The request - Please rewrite all of the records below, changing "point_to" to "locate_all" and keeping everything else the same.
* Start Records to process *
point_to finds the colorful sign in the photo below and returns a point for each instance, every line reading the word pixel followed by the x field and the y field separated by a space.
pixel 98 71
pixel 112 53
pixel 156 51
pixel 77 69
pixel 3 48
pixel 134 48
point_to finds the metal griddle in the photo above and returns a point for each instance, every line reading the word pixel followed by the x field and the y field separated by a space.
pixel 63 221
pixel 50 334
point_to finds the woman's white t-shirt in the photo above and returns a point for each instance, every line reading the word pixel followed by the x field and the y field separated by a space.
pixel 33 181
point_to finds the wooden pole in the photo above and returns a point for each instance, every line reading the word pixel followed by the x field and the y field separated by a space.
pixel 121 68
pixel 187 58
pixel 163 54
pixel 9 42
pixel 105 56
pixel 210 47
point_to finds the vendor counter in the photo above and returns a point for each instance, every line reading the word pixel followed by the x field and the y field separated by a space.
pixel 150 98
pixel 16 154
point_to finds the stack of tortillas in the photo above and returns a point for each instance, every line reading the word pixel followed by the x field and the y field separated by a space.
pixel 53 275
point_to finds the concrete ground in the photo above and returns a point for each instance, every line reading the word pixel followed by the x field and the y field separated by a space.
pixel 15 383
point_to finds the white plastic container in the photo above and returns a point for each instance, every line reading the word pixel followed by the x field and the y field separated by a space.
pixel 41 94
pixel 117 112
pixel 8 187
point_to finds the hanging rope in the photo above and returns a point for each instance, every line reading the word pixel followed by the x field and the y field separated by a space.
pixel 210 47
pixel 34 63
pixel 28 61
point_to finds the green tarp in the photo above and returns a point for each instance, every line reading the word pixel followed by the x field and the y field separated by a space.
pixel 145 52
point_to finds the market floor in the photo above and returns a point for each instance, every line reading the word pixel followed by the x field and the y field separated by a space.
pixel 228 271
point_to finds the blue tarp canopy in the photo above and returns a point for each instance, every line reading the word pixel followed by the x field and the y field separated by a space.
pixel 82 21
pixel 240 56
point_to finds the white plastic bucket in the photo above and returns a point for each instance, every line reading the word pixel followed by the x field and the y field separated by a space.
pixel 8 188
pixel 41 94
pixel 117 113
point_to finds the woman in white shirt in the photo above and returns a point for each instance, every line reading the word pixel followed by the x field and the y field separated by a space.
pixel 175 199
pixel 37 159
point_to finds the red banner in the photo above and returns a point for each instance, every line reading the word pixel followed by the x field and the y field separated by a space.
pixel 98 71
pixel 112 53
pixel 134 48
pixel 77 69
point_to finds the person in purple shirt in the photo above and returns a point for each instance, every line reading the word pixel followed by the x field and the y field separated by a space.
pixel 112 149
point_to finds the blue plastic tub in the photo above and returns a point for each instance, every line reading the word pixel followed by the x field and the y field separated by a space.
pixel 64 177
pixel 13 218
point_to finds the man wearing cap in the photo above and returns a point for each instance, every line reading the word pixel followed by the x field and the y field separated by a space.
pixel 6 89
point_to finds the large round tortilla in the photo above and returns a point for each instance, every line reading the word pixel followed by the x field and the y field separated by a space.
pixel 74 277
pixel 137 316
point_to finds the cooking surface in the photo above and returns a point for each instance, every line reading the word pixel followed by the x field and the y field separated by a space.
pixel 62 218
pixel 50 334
* End Records to process *
Written response -
locate_all finds the colorful sign in the photo below and returns a point for each instance, every line reading the word pixel followed by the x field and the y field separated by a space.
pixel 98 71
pixel 112 53
pixel 156 51
pixel 77 69
pixel 3 48
pixel 134 48
locate_all finds the metal griddle in the photo above and returns a point for each instance, every line reading the word pixel followed by the x field and the y field separated by a space.
pixel 63 221
pixel 50 334
locate_all finds the woman's white t-shirt in the photo above and returns a point for each instance, every line reading the word pixel followed by the x field and the y field separated by a space.
pixel 33 181
locate_all finds the wooden pole in the photo above and returns a point for each instance, every line reading the word pixel followed by the x field and the y field separated by a space.
pixel 121 68
pixel 187 58
pixel 163 54
pixel 9 42
pixel 105 56
pixel 210 47
locate_all finds the vendor counter in the photo above and returns a point for each instance, every line reading the word pixel followed by the x field and the y field separated by a space.
pixel 150 98
pixel 16 154
locate_all finds the stack of tortillas in the photo above and returns a point for each instance, every line reading the word pixel followed by the x field and the y field separated by a space.
pixel 53 275
locate_all finds the concrete ground in the photo above and returns a point for each instance, every line reading the word pixel followed by the x field and the y field separated by a space.
pixel 15 383
locate_all finds the white plastic container in the photo above and returns a point for each instance, every line reading the word pixel followed by the x field and the y field separated by a space.
pixel 41 94
pixel 117 112
pixel 8 187
locate_all finds the hanging rope in the photo above and returns a point for each instance, every line reading the word pixel followed by the x field and the y field separated by a space.
pixel 210 47
pixel 34 63
pixel 28 61
locate_all finds the green tarp in the photo above and returns a point for each instance, every line reading the word pixel followed by the x field and the y field separated by a space.
pixel 145 52
locate_all finds the market floor in the photo above and returns a point for each instance, every line reading the word pixel followed by the x field and the y field separated by a space.
pixel 228 271
locate_all finds the blue tarp canopy in the photo above and returns a point for each instance, every line reading the word pixel followed by the x field and the y field separated by a space.
pixel 82 21
pixel 240 56
locate_all finds the white plastic bucket in the photo above and returns a point for each instance, every line reading the word pixel followed by the x field and the y field separated by a space.
pixel 8 188
pixel 41 94
pixel 117 113
locate_all finds the woman in white shirt in the photo above and returns a point for each instance, every line reading the word pixel followed by the x field and the y field separated by a space.
pixel 175 199
pixel 37 159
locate_all finds the red banner in the photo above and returns a point for each instance, every line reading the word pixel followed by the x field and the y field separated by a space.
pixel 98 71
pixel 112 53
pixel 134 48
pixel 77 69
locate_all finds the person in purple shirt in the photo above and returns a point for each instance, every line reading the word pixel followed by the x field and the y field separated by a space.
pixel 112 149
locate_all finds the blue plastic tub in the photo above and returns a point for each instance, every line reading the word pixel followed by the x field and the y field separated by a space.
pixel 64 177
pixel 13 218
locate_all finds the man wearing cap in the photo above and returns a point for each instance, every line reading the word pixel followed by the x field and the y field separated by a space.
pixel 6 89
locate_all finds the large round tortilla in the photo above and returns a point for each instance, every line reading the word pixel followed by the x field and the y field separated by a space.
pixel 74 277
pixel 137 316
locate_all finds the cooking surface in the photo above and returns a point for each instance, every line reading the word pixel followed by the x field and the y field separated by a space.
pixel 62 218
pixel 50 334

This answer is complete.